_ABOUT THIS EXERCISE_
In the records below, the line containing "Reviewer check: make sure each instance of the white t-shirt" marks the start. Copy that line and everything after it exactly, through the last line.

============

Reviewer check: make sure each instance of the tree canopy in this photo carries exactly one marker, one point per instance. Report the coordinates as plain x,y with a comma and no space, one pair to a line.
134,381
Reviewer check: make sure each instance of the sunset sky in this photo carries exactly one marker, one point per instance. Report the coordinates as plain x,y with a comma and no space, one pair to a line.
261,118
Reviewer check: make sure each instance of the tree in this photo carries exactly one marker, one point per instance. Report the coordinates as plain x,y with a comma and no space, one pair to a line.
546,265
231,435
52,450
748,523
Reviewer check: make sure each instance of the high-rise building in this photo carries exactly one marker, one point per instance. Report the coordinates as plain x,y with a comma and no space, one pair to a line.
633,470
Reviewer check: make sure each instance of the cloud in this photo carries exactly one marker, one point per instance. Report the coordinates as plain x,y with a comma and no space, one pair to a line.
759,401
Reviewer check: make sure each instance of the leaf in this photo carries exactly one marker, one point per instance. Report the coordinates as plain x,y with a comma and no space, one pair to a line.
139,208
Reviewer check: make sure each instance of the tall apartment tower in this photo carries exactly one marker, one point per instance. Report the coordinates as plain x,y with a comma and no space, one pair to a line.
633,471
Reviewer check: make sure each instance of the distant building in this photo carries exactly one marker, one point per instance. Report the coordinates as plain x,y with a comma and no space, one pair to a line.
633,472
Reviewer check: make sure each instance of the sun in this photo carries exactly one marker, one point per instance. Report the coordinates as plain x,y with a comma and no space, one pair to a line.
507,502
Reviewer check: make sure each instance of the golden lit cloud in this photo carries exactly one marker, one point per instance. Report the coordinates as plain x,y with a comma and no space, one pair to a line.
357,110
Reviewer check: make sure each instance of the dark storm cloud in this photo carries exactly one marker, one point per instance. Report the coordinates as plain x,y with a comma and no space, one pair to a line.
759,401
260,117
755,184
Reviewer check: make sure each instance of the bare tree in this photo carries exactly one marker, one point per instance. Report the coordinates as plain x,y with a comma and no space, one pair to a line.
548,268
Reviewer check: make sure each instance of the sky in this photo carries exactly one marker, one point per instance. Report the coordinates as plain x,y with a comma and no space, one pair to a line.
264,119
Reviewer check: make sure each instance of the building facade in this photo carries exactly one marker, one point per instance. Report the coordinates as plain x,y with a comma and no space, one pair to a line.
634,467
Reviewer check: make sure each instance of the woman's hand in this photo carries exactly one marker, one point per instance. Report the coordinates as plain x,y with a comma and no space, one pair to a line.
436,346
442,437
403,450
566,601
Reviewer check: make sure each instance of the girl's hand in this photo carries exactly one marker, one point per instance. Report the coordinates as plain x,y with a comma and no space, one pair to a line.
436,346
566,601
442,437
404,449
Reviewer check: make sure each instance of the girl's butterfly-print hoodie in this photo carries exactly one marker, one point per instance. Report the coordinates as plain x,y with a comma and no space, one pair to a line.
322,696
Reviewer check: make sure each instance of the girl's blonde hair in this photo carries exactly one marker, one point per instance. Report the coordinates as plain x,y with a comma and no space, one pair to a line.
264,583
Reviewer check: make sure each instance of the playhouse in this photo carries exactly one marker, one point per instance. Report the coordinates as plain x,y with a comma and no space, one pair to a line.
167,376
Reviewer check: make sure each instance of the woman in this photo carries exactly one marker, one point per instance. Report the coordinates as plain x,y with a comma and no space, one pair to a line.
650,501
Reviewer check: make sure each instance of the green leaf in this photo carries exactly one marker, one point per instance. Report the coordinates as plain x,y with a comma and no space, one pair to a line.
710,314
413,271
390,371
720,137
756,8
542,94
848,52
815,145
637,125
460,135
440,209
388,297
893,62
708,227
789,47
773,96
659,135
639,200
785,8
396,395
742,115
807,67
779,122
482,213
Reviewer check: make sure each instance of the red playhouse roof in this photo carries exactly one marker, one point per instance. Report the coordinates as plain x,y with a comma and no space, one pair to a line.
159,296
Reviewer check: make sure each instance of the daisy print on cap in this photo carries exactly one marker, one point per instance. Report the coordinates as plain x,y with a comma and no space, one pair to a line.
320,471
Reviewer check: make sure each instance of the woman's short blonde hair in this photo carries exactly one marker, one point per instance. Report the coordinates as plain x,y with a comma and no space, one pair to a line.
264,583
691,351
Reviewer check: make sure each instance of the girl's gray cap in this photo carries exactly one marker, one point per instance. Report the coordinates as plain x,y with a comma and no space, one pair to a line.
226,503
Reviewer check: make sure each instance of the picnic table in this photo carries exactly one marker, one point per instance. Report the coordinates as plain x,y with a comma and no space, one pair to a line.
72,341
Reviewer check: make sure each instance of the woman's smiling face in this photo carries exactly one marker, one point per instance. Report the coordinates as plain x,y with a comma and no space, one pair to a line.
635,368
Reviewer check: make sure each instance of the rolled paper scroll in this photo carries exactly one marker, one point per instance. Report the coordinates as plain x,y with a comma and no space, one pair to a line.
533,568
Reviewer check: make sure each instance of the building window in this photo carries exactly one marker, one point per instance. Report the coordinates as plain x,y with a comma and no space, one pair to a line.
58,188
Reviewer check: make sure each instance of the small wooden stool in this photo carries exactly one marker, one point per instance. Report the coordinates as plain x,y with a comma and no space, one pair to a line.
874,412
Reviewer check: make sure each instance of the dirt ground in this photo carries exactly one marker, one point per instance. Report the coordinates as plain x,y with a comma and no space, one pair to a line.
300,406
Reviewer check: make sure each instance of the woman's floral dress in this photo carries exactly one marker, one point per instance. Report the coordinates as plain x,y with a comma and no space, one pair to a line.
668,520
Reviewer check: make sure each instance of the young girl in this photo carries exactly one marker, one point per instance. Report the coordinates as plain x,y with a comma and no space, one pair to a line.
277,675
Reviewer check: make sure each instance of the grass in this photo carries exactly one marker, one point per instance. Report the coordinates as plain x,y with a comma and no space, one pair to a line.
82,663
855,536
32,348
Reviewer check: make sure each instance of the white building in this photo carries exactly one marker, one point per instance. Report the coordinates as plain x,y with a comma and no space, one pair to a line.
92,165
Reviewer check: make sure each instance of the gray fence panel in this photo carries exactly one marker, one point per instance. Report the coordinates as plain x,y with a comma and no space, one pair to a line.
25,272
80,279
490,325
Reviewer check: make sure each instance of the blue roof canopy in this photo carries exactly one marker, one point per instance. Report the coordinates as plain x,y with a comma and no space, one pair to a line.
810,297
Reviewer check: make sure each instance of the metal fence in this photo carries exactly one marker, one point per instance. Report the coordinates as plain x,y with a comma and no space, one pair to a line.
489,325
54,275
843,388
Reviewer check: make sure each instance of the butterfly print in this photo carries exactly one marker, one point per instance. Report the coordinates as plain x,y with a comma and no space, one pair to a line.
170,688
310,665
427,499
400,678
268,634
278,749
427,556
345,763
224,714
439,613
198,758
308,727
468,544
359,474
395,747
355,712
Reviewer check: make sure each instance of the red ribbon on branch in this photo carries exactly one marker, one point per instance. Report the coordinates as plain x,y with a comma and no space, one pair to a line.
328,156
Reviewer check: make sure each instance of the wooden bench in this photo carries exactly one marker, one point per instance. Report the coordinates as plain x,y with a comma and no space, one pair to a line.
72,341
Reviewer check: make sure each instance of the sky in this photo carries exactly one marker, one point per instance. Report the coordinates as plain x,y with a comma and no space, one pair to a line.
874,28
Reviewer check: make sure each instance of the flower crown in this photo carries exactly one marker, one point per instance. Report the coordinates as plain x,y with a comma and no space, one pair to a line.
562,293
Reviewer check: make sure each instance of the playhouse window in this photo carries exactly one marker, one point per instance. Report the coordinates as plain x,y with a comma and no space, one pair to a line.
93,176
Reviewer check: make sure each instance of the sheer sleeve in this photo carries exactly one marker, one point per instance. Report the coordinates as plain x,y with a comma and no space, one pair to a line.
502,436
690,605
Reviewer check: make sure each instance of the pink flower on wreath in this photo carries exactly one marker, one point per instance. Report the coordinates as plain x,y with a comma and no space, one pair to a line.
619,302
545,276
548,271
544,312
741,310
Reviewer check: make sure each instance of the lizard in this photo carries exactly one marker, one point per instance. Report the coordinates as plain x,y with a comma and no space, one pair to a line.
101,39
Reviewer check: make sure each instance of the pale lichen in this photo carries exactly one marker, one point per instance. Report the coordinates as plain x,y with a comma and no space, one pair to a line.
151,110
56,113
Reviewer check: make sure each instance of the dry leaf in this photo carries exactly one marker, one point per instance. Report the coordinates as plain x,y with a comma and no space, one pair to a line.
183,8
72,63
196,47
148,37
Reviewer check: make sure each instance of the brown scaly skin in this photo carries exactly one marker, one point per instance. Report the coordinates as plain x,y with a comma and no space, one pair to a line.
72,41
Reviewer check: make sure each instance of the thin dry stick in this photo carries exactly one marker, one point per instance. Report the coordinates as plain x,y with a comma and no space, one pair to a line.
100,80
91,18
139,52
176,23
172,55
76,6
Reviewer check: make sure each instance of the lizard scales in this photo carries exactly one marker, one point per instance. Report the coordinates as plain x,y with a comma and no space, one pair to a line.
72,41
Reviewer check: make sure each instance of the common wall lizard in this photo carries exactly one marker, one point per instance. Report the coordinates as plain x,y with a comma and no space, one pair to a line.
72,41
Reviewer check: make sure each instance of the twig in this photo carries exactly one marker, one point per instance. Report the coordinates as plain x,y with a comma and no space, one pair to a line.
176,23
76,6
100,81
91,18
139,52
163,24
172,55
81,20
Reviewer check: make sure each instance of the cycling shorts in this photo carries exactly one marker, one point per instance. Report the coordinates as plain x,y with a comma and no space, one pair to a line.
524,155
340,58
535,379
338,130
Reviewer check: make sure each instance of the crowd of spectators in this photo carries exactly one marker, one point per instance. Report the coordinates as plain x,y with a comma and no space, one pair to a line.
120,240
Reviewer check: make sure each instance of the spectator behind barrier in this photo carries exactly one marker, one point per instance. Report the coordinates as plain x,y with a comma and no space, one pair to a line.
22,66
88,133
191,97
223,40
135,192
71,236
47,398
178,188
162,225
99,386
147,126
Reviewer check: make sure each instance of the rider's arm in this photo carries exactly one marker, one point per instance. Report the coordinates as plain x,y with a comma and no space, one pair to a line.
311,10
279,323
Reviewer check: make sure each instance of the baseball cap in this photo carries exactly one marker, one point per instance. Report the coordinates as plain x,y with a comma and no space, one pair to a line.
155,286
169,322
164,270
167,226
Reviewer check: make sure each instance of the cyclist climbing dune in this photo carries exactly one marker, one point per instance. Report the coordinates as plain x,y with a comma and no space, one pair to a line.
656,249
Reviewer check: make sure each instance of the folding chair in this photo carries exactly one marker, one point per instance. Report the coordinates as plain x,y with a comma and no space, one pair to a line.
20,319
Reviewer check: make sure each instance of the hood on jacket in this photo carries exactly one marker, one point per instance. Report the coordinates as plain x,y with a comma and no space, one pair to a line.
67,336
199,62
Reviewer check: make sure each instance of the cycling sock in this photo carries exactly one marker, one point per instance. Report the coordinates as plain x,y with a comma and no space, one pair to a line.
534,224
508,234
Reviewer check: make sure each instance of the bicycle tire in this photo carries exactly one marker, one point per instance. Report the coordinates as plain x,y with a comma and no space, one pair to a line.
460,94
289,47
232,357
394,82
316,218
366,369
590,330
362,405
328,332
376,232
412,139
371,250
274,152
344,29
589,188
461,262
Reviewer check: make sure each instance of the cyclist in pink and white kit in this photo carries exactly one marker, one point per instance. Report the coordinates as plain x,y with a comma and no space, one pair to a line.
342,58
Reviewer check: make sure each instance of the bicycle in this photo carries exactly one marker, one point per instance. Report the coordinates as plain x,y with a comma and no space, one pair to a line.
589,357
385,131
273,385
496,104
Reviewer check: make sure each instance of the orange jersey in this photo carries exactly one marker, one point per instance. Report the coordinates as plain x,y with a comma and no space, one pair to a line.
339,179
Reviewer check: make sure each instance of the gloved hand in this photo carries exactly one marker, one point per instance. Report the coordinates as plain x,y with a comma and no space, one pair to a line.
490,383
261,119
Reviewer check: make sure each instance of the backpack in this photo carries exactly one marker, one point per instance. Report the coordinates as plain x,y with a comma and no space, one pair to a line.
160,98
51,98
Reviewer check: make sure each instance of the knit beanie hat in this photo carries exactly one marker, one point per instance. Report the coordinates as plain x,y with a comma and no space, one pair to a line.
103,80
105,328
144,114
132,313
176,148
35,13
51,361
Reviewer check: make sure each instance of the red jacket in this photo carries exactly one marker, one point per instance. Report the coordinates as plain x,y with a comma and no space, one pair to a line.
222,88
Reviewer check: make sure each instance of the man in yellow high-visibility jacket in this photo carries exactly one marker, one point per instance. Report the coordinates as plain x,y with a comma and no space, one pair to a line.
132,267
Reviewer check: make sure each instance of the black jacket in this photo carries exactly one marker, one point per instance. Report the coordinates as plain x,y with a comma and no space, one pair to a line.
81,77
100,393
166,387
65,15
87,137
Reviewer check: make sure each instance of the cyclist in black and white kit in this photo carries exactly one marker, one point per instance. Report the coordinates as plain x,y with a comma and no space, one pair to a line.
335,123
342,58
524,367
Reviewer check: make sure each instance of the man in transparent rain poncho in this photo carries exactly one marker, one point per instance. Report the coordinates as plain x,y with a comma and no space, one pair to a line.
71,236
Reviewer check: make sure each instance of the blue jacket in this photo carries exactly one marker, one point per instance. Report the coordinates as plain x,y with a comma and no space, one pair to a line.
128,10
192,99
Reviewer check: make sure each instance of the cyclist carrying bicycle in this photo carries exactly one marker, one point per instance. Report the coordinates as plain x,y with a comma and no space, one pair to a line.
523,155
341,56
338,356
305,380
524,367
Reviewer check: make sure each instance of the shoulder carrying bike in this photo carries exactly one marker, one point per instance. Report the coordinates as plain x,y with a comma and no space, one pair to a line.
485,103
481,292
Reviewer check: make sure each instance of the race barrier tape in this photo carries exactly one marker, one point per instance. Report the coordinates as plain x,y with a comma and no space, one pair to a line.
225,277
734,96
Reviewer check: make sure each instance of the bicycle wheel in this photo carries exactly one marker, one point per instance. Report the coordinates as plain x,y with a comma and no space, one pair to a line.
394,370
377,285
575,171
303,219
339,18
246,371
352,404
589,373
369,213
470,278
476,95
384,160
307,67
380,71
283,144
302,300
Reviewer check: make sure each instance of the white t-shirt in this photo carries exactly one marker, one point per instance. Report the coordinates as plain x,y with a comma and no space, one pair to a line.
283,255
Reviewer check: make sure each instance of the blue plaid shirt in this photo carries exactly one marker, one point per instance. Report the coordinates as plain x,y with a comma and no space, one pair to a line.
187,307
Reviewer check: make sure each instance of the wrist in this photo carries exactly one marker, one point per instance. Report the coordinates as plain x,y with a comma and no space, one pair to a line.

============

_ANSWER BELOW_
Reviewer check: make sure each instance of the white t-shirt in this photo carries exactly one marker, one point per instance. Report the coordinates as plain x,y with a comma and no space, one pair to a line.
283,255
Reviewer check: make sure each instance of the blue plaid shirt in this photo carries exactly one marker, one point per instance. Report the coordinates as plain x,y with a comma and no space, one pair to a line.
187,307
Reviewer check: make sure each instance of the wrist in this photo carries exactly one marker, one point per instance. Report the coordinates as plain x,y with a comma and no space, one pair to a line.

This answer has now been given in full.